# Data for review
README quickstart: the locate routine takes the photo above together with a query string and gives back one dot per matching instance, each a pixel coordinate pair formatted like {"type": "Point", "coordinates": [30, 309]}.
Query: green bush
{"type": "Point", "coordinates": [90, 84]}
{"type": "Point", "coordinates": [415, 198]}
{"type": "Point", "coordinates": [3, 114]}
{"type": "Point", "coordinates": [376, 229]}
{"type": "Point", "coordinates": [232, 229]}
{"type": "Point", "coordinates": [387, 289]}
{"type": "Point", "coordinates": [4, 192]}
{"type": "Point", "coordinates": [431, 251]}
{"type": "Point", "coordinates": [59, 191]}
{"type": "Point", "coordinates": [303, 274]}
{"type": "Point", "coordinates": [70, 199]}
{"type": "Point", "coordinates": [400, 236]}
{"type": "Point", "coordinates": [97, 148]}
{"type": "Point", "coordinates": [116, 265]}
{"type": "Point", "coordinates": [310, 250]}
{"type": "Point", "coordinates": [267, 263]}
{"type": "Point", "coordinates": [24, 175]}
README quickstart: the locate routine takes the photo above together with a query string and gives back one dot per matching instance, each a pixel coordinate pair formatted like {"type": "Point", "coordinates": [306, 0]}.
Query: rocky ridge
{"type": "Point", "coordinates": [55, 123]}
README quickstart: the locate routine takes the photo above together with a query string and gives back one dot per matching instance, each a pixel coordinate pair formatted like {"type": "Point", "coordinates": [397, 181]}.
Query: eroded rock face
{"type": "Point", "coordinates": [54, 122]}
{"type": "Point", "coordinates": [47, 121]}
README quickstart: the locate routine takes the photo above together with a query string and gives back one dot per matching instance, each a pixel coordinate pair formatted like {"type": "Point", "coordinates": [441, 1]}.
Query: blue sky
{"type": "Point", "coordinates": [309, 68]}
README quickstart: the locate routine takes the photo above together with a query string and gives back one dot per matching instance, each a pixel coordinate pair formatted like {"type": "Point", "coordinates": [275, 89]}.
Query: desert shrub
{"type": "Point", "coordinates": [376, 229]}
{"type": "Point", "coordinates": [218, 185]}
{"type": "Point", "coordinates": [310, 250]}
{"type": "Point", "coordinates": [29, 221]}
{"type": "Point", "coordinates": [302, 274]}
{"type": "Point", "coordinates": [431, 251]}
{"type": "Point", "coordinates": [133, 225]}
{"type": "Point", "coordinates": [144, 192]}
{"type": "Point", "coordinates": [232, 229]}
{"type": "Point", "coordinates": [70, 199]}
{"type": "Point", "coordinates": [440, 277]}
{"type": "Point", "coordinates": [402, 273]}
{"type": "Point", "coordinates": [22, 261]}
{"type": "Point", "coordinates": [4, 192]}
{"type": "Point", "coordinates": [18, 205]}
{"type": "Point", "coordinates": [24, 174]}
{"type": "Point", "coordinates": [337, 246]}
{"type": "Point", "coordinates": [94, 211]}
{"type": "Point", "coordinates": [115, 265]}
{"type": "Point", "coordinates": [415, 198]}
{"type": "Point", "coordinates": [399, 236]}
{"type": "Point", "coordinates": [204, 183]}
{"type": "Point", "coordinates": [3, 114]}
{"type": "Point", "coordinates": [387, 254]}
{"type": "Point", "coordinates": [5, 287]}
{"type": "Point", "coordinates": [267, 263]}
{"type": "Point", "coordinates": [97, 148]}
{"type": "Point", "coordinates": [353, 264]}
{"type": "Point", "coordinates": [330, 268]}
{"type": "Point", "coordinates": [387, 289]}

# Assignment
Every entry is to be restated word for word.

# Expected answer
README quickstart: the locate routine takes the photo above together with a query string and gives back one dot per matching instance, each a pixel coordinate pair formatted like {"type": "Point", "coordinates": [30, 309]}.
Query: green bush
{"type": "Point", "coordinates": [90, 84]}
{"type": "Point", "coordinates": [415, 198]}
{"type": "Point", "coordinates": [3, 114]}
{"type": "Point", "coordinates": [376, 229]}
{"type": "Point", "coordinates": [232, 229]}
{"type": "Point", "coordinates": [387, 289]}
{"type": "Point", "coordinates": [4, 192]}
{"type": "Point", "coordinates": [431, 251]}
{"type": "Point", "coordinates": [59, 191]}
{"type": "Point", "coordinates": [303, 274]}
{"type": "Point", "coordinates": [70, 199]}
{"type": "Point", "coordinates": [400, 236]}
{"type": "Point", "coordinates": [97, 148]}
{"type": "Point", "coordinates": [116, 265]}
{"type": "Point", "coordinates": [310, 250]}
{"type": "Point", "coordinates": [267, 263]}
{"type": "Point", "coordinates": [24, 175]}
README quickstart: the locate routine takes the photo above together with a query string and gives back one dot per matching instance, each a pixel coordinate pair formatted like {"type": "Point", "coordinates": [306, 0]}.
Query: rocky ridge
{"type": "Point", "coordinates": [55, 123]}
README quickstart: the locate routine takes the photo above together with a query string and gives back one dot per matching instance, each a pixel coordinate pair formatted like {"type": "Point", "coordinates": [397, 181]}.
Query: eroded rock face
{"type": "Point", "coordinates": [54, 122]}
{"type": "Point", "coordinates": [47, 121]}
README quickstart: the locate routine takes the photo above together with a query string and gives back one dot per matching instance, each a pixel coordinate pair formatted like {"type": "Point", "coordinates": [441, 1]}.
Query: blue sky
{"type": "Point", "coordinates": [309, 68]}
README quickstart: the locate routine takes the photo above together with a query string and gives back one dot per matching instance, each a pixel coordinate pair formatted like {"type": "Point", "coordinates": [275, 89]}.
Query: desert shrub
{"type": "Point", "coordinates": [376, 229]}
{"type": "Point", "coordinates": [218, 185]}
{"type": "Point", "coordinates": [310, 250]}
{"type": "Point", "coordinates": [29, 221]}
{"type": "Point", "coordinates": [302, 274]}
{"type": "Point", "coordinates": [431, 251]}
{"type": "Point", "coordinates": [133, 225]}
{"type": "Point", "coordinates": [144, 192]}
{"type": "Point", "coordinates": [232, 229]}
{"type": "Point", "coordinates": [70, 199]}
{"type": "Point", "coordinates": [440, 277]}
{"type": "Point", "coordinates": [402, 273]}
{"type": "Point", "coordinates": [22, 261]}
{"type": "Point", "coordinates": [4, 192]}
{"type": "Point", "coordinates": [18, 205]}
{"type": "Point", "coordinates": [24, 174]}
{"type": "Point", "coordinates": [337, 246]}
{"type": "Point", "coordinates": [94, 211]}
{"type": "Point", "coordinates": [115, 265]}
{"type": "Point", "coordinates": [415, 198]}
{"type": "Point", "coordinates": [399, 236]}
{"type": "Point", "coordinates": [204, 183]}
{"type": "Point", "coordinates": [3, 114]}
{"type": "Point", "coordinates": [387, 254]}
{"type": "Point", "coordinates": [5, 287]}
{"type": "Point", "coordinates": [267, 263]}
{"type": "Point", "coordinates": [97, 148]}
{"type": "Point", "coordinates": [353, 264]}
{"type": "Point", "coordinates": [330, 268]}
{"type": "Point", "coordinates": [387, 289]}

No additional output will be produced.